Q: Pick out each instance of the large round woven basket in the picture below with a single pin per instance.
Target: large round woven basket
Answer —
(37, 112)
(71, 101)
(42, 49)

Exercise prompt:
Find "round" in the data above. Report each line where it appears.

Result:
Q: Pick out each instance of the large round woven basket in the picture below with a single pin per instance.
Target: large round woven basket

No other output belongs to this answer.